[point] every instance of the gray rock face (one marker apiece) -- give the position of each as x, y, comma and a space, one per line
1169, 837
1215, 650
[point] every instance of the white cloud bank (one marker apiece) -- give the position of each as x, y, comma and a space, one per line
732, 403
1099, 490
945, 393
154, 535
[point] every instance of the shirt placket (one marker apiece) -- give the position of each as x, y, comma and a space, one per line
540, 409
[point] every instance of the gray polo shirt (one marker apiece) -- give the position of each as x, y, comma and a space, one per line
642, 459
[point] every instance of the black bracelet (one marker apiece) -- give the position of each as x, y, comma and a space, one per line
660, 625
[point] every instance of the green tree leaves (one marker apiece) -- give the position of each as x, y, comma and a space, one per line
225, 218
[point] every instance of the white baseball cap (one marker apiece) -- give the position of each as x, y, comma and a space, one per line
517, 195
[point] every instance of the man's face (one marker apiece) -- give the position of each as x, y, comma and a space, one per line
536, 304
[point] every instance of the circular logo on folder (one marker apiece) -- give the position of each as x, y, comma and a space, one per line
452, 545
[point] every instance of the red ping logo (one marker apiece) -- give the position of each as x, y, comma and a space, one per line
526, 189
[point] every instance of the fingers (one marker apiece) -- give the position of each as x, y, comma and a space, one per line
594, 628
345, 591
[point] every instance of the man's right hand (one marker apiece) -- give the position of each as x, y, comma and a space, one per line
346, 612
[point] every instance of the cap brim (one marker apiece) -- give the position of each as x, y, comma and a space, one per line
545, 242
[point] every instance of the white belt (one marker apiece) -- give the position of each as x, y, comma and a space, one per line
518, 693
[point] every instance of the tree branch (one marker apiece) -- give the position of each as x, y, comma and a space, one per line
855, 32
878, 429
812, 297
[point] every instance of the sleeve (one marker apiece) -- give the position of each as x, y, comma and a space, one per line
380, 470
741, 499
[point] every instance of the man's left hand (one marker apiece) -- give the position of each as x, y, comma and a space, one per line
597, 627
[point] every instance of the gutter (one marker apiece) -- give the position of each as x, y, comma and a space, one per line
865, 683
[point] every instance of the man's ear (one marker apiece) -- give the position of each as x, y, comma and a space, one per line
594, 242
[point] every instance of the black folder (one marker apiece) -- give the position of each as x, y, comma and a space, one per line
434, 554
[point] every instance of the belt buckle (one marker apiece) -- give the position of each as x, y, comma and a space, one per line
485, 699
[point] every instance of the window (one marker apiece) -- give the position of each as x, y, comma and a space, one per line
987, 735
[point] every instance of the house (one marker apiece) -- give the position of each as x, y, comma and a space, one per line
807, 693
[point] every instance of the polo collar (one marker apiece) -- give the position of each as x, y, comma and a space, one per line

•••••

Set out all of the entries above as a numbered list, omitting any blank lines.

1. [point] every instance of the gray rock face (one marker apiece) -- give the position of each as x, y, comma and a space, one per line
2. 1169, 837
3. 1215, 650
4. [point] every instance of the white cloud bank (one marker apiece) -- give the position of each as x, y, comma and a space, one per line
5. 732, 403
6. 1099, 490
7. 945, 393
8. 154, 535
9. [point] every instance of the shirt placket (one marker apiece) -- give the position of each as x, y, comma and a space, one per line
10. 540, 409
11. [point] every instance of the gray polo shirt (one marker apiece) -- give the position of each as x, y, comma and a space, one per line
12. 642, 459
13. [point] every instance of the black bracelet (one marker apiece) -- give the position of each as x, y, comma and a space, one per line
14. 660, 625
15. [point] every instance of the green tree leaves (one marker apiece) -- give the position of each as x, y, comma and a space, one per line
16. 225, 218
17. [point] every instance of the white baseball cap (one marker apiece) -- give the position of each as x, y, comma and a space, one per line
18. 517, 195
19. [point] every instance of the man's face (one marker apiece) -- give the position of each as x, y, comma and a space, one per line
20. 536, 304
21. [point] every instance of the circular logo on folder (one marker apiece) -- give the position of each as x, y, comma and a space, one per line
22. 452, 545
23. [point] every instance of the red ping logo (one marker apiece) -- give the position of each as x, y, comma and a space, one per line
24. 526, 189
25. [point] every instance of the fingers (one marker apiece) -- give the position of each as x, y, comma and a space, one per line
26. 594, 628
27. 345, 591
28. [point] every instance of the man's right hand (one marker apiece) -- give the position of each as x, y, comma and a space, one per line
29. 346, 612
30. [point] every instance of the cap brim (one marker apiece) -- give the position of each as x, y, comma and a space, one per line
31. 545, 242
32. [point] every instance of the white belt (one marker apiece) -- give the position of each as x, y, comma and a space, one per line
33. 518, 693
34. [point] every instance of the tree branch (one marker apiece) -- give the position of each as x, y, comma and a space, one per line
35. 855, 32
36. 878, 429
37. 812, 297
38. [point] every instance of the sleeve (one marker apiece) -- give the position of each as x, y, comma and a space, one per line
39. 380, 470
40. 741, 499
41. [point] every instance of the man's left hand (one marker apiece) -- give the position of each as x, y, comma and a space, one per line
42. 597, 627
43. [point] every instance of the gutter (one marker apiece) -- give the position of each as x, y, comma and a space, one per line
44. 865, 683
45. [point] every instance of the man's ear (one marker apiece) -- give the position of each as x, y, comma and a space, one per line
46. 594, 242
47. [point] every instance of the black folder (one marker apiece) -- give the position of each as x, y, comma and a space, one per line
48. 434, 554
49. [point] every instance of the belt buckle (one marker apiece) -- give the position of each as x, y, comma and a space, one per line
50. 485, 699
51. [point] every instance of the window (one marker apiece) -- give the position of each as x, y, comma and a space, one per line
52. 987, 735
53. [point] every instance of the house (one marker apiece) -- give the position of each as x, y, comma and a space, one per line
54. 807, 693
55. [point] every instance of the polo collar (one marker apiece) -- give the position of each as x, y, comma and a space, one per line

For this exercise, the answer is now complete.